STUDY TEXT
• • •

SUMMARY

At present, long-term potentiation (LTP) of synaptic transmission is the leading neurophysiologic model for learning and memory processes, despite controversial results regarding its behavioral correlates. The evidence we present in this chapter demonstrates lasting plasticity at the level of local neuronal assemblies in both hippocampus and amygdala. Local circuit plasticity (LCP) is induced by tetanic stimulation of afferent fibers and is mediated, in the hippocampus, by a reduction in GAB A release. Different interneuronal populations are suggested to be involved in the LCP and LTP and at least one type of LCP correlates with age-related spatial memory abilities while the levels of LTP that can be induced initially were found unchanged in this respect. The results suggest that GABAergic interneurons play a major role in LCP and that the involved molecular/cellular modifications do not necessarily occur at the synaptic level. Overall, these data support the conception of LCP as a candidate mnemonic device that may be involved in more than one type of memory.

Introduction

A general principle of biology is that any given behavior of an organism depends on a hierarchy of levels of organization. As applied to the brain, it means that one needs to identify the main levels of organization in order to provide a framework for understanding the principles underlying its construction and function. The study of brain and mind has led to the recognition of several important levels of analysis from large information processing blocks down to the finest details of molecular structure and subcellular biophysics.

• • •

Point localization data
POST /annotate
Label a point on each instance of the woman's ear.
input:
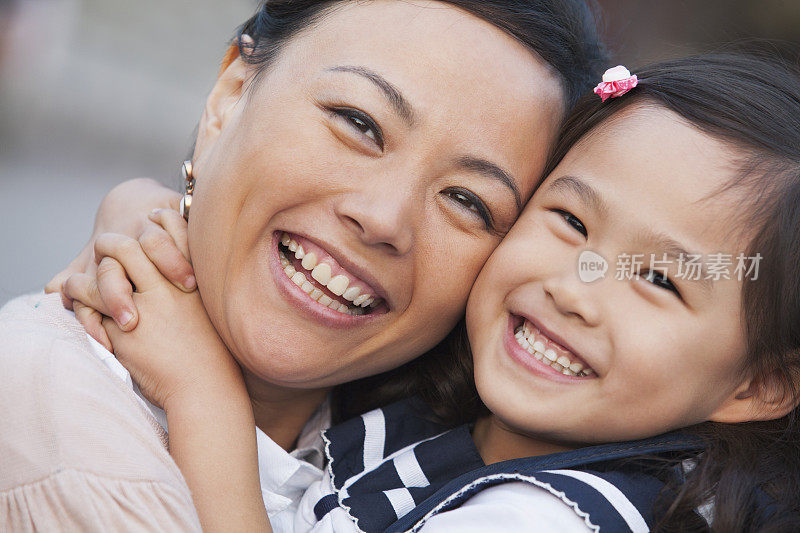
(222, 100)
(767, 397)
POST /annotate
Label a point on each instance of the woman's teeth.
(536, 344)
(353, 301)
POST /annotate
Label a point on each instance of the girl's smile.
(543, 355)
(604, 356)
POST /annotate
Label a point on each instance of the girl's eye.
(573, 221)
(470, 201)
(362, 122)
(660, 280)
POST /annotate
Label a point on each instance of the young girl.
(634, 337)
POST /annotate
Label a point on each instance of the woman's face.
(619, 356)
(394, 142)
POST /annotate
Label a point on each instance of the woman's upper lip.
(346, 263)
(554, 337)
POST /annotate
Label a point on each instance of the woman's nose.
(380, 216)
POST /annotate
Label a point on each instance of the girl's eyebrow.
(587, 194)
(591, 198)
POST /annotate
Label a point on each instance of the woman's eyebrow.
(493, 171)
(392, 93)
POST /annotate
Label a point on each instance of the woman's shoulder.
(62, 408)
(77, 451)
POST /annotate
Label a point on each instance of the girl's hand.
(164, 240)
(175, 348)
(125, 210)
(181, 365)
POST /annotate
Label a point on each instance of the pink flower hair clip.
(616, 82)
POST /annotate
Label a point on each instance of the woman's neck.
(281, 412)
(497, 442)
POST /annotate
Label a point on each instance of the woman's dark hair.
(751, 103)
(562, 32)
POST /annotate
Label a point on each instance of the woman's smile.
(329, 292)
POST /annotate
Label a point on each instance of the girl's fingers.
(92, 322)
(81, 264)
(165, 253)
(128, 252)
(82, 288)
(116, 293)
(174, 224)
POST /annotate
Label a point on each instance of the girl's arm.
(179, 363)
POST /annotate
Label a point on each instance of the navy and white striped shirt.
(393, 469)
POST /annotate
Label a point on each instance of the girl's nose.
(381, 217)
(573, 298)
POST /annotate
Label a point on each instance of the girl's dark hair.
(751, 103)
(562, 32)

• • •

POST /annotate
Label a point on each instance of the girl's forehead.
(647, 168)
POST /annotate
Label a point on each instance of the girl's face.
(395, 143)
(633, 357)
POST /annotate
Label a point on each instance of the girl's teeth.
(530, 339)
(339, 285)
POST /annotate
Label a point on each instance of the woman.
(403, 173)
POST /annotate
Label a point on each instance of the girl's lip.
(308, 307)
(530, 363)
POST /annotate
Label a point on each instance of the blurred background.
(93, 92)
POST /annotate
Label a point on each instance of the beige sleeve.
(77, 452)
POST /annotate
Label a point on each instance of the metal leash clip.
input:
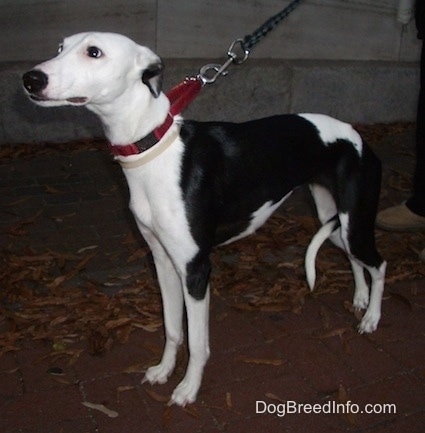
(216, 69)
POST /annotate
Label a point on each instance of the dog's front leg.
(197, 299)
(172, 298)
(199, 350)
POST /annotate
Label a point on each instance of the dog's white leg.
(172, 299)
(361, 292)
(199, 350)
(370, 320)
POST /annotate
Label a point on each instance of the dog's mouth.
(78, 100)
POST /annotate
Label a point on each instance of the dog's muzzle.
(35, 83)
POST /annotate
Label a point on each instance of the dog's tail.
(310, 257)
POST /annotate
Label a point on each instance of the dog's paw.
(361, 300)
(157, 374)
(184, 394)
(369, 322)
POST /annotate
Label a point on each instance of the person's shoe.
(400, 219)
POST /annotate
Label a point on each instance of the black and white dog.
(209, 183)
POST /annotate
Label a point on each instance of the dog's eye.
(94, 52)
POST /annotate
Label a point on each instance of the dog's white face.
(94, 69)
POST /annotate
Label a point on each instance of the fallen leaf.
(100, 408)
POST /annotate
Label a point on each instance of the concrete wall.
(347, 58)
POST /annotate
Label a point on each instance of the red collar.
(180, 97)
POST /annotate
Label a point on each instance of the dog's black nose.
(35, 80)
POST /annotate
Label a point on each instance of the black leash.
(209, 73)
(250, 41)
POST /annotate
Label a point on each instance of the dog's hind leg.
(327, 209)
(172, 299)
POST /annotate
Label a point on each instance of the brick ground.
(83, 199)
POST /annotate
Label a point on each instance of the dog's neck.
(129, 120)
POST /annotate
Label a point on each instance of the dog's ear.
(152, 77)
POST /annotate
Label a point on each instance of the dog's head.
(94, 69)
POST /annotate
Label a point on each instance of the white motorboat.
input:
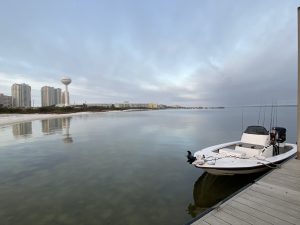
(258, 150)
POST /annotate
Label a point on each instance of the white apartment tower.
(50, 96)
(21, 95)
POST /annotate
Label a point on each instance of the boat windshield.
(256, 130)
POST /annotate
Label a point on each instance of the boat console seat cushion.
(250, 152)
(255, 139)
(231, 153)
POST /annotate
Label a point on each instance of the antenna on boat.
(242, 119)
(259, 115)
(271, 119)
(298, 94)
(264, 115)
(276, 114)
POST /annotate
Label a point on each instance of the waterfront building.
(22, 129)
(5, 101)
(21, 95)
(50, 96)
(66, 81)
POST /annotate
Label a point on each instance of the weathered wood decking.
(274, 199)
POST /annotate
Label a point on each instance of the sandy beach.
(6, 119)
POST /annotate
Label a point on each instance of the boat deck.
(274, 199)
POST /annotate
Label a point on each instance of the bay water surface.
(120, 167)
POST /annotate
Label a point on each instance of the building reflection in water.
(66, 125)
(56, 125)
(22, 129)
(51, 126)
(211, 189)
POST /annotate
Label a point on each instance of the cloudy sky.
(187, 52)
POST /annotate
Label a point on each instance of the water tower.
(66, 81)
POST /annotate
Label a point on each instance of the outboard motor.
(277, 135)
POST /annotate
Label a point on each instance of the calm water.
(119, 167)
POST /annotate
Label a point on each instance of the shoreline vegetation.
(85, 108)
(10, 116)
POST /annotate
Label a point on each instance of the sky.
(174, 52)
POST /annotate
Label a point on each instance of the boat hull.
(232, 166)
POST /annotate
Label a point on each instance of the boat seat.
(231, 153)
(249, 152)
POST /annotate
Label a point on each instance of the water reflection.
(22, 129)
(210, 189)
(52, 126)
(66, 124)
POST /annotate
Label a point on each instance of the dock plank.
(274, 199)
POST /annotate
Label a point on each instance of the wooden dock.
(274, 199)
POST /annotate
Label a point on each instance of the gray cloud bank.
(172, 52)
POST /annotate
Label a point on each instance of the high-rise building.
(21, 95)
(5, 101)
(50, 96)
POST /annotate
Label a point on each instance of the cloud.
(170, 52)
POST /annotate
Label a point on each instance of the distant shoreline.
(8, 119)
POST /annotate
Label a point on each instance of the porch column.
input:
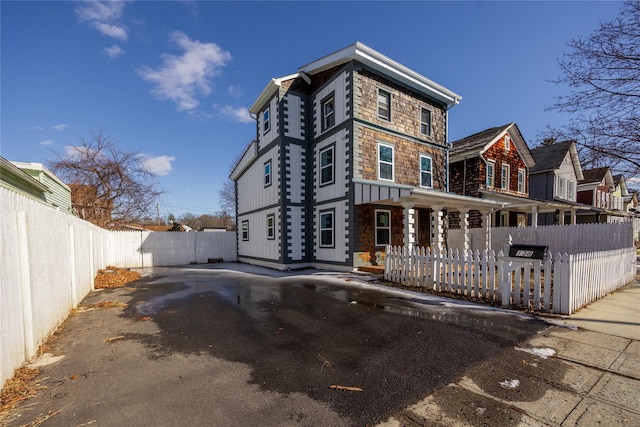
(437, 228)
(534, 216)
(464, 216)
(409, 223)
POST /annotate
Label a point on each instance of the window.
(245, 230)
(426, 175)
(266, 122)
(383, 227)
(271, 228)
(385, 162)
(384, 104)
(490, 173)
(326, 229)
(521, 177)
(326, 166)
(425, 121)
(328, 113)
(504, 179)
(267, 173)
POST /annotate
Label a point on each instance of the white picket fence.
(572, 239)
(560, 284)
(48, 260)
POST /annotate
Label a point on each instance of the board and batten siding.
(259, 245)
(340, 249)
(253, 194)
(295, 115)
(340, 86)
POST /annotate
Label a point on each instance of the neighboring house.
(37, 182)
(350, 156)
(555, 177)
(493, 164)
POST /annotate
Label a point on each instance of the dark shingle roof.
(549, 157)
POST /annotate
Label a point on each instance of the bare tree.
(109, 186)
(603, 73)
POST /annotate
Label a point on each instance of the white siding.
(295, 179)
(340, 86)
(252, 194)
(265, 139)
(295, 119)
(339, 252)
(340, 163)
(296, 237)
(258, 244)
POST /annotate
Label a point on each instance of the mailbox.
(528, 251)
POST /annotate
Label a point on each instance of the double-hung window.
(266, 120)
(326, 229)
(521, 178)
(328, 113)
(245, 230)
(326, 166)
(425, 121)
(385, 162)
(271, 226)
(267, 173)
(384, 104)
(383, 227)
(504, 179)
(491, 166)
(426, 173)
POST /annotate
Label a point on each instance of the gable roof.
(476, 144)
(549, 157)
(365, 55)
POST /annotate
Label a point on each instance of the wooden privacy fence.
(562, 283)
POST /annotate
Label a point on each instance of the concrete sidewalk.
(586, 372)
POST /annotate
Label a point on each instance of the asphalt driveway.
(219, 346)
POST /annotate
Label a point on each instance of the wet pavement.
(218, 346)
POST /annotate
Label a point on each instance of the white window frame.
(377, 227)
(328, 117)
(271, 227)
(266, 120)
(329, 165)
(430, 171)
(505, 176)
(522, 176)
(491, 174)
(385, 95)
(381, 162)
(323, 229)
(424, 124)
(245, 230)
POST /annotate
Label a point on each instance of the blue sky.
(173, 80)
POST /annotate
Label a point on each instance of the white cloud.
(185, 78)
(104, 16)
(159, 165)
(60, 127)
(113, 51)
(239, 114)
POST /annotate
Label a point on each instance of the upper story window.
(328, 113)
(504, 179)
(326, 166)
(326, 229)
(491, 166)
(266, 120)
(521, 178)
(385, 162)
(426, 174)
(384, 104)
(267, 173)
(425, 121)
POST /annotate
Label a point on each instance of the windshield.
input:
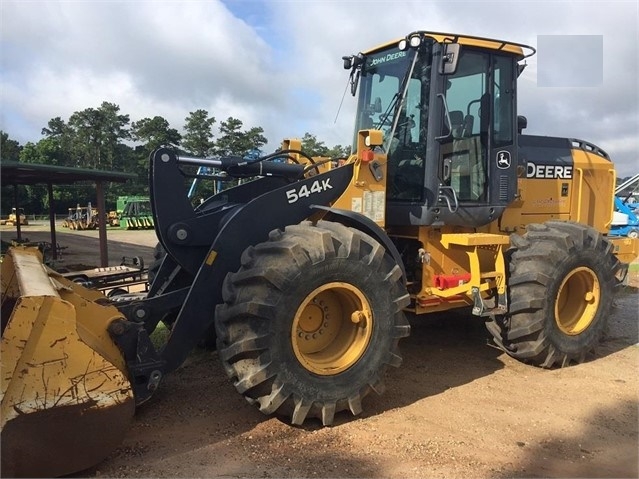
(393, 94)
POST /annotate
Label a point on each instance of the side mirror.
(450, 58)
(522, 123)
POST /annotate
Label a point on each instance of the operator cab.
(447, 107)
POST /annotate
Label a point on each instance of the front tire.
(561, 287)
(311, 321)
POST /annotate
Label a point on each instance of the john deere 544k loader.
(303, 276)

• • •

WHAT YOU SHOULD DO
In the text on synaptic plasticity, translate this sentence into Spanish: "A general principle of biology is that any given behavior of an organism depends on a hierarchy of levels of organization." You won't need the records for this.

THE COMPLETED TASK
Un principio general de la biología es que cualquier comportamiento dado de un organismo depende de una jerarquía de niveles de organización.